| Task brief |
Scale the entries starting with the line that contains "Cam-trap alert: motion was detected. Identify white boat deck" and going on through the line that contains "690, 487, 736, 583", both included. Rewrite each of those lines, keeping the wording lines as they are and multiplying every bounding-box coordinate by 1.85, rounded to a whole number with halves going up.
Start Material for the task
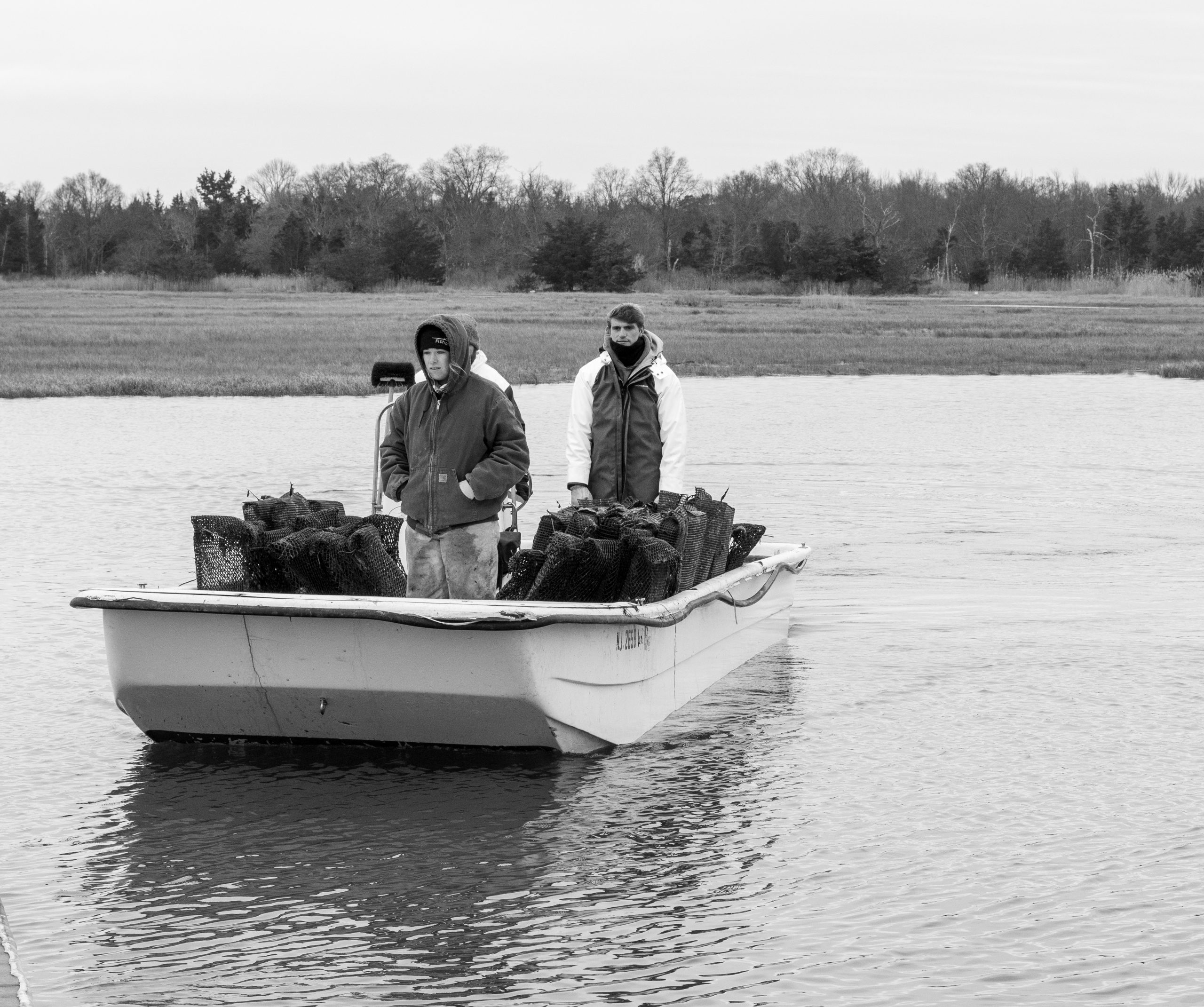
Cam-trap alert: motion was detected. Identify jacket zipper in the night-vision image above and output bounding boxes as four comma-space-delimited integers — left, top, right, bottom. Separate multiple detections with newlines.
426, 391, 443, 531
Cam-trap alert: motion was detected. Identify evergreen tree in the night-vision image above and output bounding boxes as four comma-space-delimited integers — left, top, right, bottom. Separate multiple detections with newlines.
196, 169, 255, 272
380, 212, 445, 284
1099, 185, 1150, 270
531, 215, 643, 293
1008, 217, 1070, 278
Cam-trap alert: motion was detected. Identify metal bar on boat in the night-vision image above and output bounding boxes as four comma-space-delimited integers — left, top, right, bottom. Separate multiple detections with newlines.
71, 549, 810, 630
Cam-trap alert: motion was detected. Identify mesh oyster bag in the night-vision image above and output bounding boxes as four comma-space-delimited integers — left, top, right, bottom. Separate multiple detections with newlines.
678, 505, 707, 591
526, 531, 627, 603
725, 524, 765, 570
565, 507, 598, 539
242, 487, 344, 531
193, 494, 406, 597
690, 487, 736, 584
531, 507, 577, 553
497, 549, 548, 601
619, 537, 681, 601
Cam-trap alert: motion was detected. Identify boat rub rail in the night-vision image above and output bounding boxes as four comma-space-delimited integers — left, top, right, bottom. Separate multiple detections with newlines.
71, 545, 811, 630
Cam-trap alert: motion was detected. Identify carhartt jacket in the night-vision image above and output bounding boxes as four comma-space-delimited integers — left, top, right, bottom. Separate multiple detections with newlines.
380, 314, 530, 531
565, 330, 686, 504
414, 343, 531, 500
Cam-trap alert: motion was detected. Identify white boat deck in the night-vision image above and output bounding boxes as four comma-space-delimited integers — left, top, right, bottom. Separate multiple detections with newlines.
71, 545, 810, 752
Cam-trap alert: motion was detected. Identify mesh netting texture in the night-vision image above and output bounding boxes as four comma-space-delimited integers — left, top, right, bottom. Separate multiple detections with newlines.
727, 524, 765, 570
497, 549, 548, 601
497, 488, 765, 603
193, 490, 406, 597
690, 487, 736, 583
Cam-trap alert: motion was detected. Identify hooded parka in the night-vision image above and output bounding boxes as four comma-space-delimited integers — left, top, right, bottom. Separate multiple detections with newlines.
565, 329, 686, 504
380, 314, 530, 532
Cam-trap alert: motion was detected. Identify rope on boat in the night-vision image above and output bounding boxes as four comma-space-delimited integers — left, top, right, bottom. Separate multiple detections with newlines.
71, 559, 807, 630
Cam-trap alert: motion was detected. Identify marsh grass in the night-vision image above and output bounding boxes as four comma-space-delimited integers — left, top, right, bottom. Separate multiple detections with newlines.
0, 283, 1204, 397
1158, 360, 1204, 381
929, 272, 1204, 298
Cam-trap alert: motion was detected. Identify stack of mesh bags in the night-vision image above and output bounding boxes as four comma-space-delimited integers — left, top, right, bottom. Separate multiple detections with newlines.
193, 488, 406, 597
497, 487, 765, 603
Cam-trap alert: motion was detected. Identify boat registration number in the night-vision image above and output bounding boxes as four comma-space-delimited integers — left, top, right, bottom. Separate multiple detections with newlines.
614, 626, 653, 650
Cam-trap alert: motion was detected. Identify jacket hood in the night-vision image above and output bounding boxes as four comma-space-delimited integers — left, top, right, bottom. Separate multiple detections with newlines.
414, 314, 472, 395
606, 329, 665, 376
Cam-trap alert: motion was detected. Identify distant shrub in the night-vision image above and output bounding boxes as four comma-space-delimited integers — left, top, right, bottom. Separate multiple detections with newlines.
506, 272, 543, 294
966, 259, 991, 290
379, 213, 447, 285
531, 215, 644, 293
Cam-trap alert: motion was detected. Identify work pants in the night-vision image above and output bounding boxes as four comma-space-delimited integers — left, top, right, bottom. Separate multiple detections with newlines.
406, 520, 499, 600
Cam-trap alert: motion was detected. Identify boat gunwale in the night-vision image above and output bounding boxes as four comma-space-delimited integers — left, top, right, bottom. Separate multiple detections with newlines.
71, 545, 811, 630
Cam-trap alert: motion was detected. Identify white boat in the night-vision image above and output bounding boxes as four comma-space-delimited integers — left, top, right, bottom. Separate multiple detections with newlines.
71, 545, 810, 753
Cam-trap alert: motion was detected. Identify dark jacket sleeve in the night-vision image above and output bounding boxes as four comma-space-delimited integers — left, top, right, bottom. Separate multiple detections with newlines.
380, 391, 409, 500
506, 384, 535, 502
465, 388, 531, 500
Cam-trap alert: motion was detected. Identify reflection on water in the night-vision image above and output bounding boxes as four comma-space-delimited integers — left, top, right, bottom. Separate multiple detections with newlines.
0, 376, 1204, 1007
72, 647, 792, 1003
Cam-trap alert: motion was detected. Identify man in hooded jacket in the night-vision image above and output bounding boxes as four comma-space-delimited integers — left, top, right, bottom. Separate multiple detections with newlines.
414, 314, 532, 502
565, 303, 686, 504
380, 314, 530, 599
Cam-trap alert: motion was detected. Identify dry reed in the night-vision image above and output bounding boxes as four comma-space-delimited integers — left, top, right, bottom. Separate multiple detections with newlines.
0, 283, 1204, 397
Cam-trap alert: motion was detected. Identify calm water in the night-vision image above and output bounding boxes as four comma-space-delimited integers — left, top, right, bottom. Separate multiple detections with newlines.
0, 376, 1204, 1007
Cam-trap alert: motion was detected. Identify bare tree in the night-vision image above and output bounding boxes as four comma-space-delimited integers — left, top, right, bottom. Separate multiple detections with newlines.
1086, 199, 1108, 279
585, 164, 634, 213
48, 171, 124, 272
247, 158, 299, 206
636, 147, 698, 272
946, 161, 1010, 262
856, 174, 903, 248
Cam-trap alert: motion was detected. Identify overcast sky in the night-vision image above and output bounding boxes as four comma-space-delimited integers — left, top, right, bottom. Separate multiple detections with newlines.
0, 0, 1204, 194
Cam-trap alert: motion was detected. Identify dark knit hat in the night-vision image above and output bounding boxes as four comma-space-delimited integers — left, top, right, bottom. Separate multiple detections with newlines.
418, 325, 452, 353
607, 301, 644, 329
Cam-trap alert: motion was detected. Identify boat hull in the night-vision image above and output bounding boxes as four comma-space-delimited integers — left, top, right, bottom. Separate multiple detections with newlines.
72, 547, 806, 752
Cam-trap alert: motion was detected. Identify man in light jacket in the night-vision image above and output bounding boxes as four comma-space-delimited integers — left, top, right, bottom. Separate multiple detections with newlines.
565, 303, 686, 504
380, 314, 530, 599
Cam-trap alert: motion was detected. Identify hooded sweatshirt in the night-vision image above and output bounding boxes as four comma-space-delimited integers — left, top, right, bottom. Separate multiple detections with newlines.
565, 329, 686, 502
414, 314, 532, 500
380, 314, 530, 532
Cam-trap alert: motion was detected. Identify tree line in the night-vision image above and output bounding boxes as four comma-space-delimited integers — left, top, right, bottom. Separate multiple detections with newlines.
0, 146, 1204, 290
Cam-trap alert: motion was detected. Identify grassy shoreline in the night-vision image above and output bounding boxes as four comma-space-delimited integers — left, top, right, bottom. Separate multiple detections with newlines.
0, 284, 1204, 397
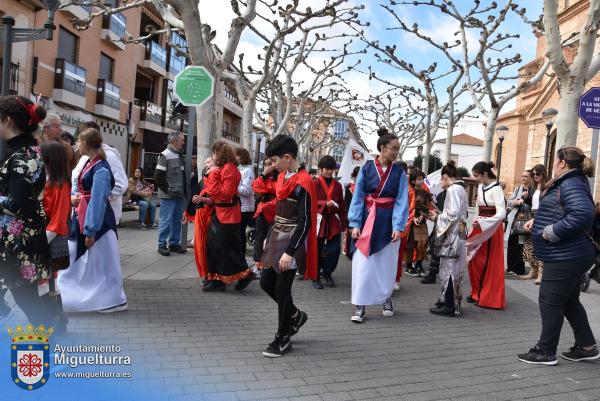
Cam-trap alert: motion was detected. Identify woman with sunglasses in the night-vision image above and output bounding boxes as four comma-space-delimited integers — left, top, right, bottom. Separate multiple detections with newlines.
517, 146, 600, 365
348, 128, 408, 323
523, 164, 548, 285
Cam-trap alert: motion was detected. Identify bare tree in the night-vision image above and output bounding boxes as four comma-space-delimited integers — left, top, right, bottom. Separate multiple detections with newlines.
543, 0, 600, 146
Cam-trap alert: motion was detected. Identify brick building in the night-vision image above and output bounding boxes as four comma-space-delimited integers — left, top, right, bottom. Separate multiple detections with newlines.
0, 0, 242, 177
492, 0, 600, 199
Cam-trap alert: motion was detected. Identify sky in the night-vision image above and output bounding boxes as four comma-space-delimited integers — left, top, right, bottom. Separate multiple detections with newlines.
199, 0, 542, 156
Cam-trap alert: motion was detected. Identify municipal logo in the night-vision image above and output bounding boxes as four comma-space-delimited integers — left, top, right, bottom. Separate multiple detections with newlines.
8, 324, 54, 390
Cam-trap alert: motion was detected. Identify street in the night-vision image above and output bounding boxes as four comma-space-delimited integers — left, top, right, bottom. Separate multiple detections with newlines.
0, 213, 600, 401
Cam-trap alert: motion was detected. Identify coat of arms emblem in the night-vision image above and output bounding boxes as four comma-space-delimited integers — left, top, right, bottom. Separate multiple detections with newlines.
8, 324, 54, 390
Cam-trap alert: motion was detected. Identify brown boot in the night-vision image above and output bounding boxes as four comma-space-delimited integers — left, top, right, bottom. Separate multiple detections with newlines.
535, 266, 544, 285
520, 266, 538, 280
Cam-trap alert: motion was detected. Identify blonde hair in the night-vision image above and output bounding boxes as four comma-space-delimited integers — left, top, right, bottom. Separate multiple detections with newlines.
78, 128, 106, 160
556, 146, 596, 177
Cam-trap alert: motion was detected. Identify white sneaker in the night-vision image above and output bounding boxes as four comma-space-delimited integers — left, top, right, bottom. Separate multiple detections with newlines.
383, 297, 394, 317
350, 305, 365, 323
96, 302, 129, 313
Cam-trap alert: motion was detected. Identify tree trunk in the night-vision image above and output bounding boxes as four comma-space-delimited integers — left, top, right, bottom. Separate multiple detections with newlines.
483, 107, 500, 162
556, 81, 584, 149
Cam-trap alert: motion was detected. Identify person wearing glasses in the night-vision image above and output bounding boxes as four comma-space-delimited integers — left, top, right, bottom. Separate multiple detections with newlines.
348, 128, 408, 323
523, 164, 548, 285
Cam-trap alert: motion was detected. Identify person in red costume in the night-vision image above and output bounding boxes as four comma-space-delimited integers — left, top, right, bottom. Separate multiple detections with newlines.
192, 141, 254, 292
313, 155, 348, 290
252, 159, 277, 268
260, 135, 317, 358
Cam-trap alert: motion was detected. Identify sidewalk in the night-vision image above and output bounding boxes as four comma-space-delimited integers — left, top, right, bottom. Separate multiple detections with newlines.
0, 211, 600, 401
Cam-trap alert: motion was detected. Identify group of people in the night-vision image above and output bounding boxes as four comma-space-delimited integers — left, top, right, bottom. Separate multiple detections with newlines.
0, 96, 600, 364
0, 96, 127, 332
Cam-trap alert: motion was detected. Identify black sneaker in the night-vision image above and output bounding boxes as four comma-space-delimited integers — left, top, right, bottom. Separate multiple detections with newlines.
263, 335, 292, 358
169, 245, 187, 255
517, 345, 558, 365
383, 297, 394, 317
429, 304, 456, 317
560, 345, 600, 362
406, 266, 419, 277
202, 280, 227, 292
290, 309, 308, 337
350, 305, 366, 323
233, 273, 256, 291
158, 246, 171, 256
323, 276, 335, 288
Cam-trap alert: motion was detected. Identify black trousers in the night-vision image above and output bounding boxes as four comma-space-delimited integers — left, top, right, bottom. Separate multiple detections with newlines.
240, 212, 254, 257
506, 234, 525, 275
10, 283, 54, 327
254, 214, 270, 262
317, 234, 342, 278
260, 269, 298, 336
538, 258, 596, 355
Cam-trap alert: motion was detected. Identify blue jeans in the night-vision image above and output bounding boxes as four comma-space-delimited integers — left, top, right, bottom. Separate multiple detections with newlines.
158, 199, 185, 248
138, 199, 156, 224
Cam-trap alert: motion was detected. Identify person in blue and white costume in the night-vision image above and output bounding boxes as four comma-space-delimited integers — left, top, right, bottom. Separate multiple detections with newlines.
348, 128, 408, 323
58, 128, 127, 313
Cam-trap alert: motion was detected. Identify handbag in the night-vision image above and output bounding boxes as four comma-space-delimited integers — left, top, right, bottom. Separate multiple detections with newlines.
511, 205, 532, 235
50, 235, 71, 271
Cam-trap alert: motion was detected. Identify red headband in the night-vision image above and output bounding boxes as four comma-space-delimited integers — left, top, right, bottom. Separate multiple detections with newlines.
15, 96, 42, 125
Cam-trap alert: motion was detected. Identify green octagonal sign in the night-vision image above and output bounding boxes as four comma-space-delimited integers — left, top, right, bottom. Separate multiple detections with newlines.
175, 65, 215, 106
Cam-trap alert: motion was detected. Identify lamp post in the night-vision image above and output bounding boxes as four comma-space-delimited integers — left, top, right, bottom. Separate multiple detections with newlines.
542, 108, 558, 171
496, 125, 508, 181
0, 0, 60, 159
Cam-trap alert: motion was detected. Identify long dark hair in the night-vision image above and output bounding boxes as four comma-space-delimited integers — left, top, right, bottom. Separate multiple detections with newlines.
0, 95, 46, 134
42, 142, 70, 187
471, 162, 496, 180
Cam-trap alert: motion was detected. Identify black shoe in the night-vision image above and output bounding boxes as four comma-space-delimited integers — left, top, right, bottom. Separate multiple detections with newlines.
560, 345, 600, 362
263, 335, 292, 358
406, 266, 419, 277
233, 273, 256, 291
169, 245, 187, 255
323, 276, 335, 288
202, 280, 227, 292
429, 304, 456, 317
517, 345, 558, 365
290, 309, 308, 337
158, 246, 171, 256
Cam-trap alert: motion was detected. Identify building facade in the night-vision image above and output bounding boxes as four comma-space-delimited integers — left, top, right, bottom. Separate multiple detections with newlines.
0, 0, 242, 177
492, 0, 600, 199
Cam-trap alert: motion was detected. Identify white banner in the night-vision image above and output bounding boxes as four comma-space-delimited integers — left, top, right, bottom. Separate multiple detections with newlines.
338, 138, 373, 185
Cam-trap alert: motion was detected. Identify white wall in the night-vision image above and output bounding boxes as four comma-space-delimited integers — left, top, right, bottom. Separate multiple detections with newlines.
End Material for the task
| Solution for this exercise |
Cam-trap alert: motion was detected. Identify white boat deck in the night-vision image above and output bounding boxes as four comma-space-delimited integers — left, top, right, bottom. Separate multiple detections with newlines.
131, 1008, 1499, 1391
Cam-trap alert: motion was detected. Identify mesh netting texture in the night-vision image above and output bounding boxes as four comma-space-delimited integers — left, top, right, bottom. Separate multiple detections with newlines.
1345, 969, 1415, 1055
919, 1016, 1014, 1112
919, 903, 1415, 1116
357, 907, 751, 1104
1277, 901, 1362, 1079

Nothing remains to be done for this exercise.